§ **Natural language region descriptions**
******************************

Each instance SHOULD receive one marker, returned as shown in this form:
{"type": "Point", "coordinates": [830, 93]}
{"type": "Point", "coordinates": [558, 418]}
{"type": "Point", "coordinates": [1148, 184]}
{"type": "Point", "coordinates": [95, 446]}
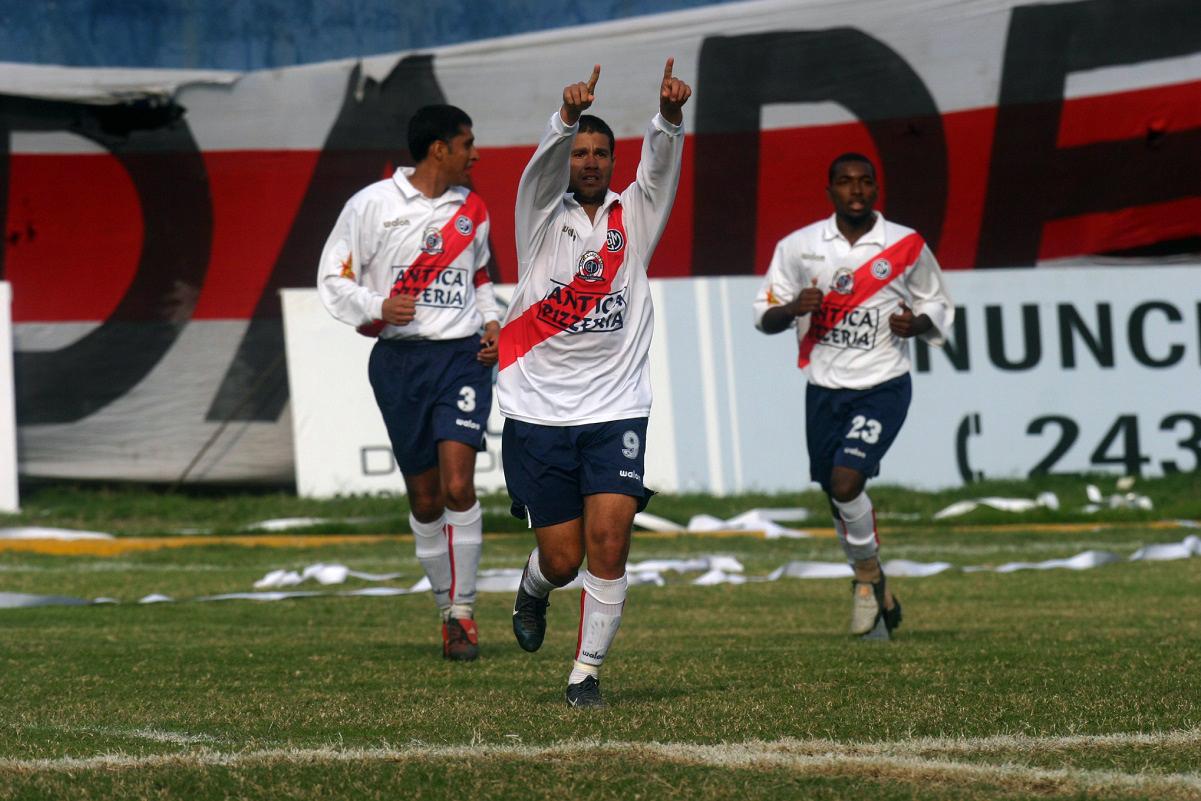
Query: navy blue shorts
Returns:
{"type": "Point", "coordinates": [430, 390]}
{"type": "Point", "coordinates": [853, 428]}
{"type": "Point", "coordinates": [549, 468]}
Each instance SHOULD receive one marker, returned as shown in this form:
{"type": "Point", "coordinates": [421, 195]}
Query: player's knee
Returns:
{"type": "Point", "coordinates": [846, 485]}
{"type": "Point", "coordinates": [460, 492]}
{"type": "Point", "coordinates": [862, 551]}
{"type": "Point", "coordinates": [560, 569]}
{"type": "Point", "coordinates": [426, 508]}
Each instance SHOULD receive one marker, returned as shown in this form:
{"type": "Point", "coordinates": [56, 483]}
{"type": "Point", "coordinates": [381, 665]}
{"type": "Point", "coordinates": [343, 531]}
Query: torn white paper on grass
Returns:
{"type": "Point", "coordinates": [1044, 501]}
{"type": "Point", "coordinates": [655, 522]}
{"type": "Point", "coordinates": [765, 520]}
{"type": "Point", "coordinates": [320, 573]}
{"type": "Point", "coordinates": [37, 532]}
{"type": "Point", "coordinates": [1085, 561]}
{"type": "Point", "coordinates": [715, 569]}
{"type": "Point", "coordinates": [1167, 551]}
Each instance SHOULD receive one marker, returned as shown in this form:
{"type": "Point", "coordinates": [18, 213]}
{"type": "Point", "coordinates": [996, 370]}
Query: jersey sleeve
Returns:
{"type": "Point", "coordinates": [485, 297]}
{"type": "Point", "coordinates": [344, 264]}
{"type": "Point", "coordinates": [542, 186]}
{"type": "Point", "coordinates": [650, 198]}
{"type": "Point", "coordinates": [782, 284]}
{"type": "Point", "coordinates": [930, 297]}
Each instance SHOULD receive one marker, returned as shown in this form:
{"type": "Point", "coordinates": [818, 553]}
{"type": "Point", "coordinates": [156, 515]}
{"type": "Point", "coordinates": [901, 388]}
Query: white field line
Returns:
{"type": "Point", "coordinates": [913, 760]}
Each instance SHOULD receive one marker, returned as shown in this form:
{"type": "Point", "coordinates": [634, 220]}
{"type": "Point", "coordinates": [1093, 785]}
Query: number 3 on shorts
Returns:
{"type": "Point", "coordinates": [864, 429]}
{"type": "Point", "coordinates": [467, 399]}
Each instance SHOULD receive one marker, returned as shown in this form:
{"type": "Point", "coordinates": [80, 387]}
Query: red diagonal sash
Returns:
{"type": "Point", "coordinates": [559, 311]}
{"type": "Point", "coordinates": [865, 285]}
{"type": "Point", "coordinates": [428, 267]}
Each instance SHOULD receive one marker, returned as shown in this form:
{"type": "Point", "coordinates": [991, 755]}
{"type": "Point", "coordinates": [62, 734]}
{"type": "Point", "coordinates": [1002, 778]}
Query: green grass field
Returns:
{"type": "Point", "coordinates": [1049, 685]}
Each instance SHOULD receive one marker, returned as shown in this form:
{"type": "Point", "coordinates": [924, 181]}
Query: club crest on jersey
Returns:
{"type": "Point", "coordinates": [614, 240]}
{"type": "Point", "coordinates": [431, 240]}
{"type": "Point", "coordinates": [591, 267]}
{"type": "Point", "coordinates": [844, 281]}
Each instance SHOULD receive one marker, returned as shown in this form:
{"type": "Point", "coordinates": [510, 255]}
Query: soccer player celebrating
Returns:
{"type": "Point", "coordinates": [573, 377]}
{"type": "Point", "coordinates": [406, 262]}
{"type": "Point", "coordinates": [856, 287]}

******************************

Take the line that contains "Query: club crest on jersey" and every line after it to the end of the entries above, and reproduce them exactly.

Query: club crest on jersey
Returns:
{"type": "Point", "coordinates": [614, 240]}
{"type": "Point", "coordinates": [431, 240]}
{"type": "Point", "coordinates": [591, 267]}
{"type": "Point", "coordinates": [844, 281]}
Each instance SHOULD receive one marker, returned as shown in this form:
{"type": "Point", "coordinates": [510, 255]}
Query: soccer player celebrating
Returns:
{"type": "Point", "coordinates": [573, 377]}
{"type": "Point", "coordinates": [406, 262]}
{"type": "Point", "coordinates": [856, 287]}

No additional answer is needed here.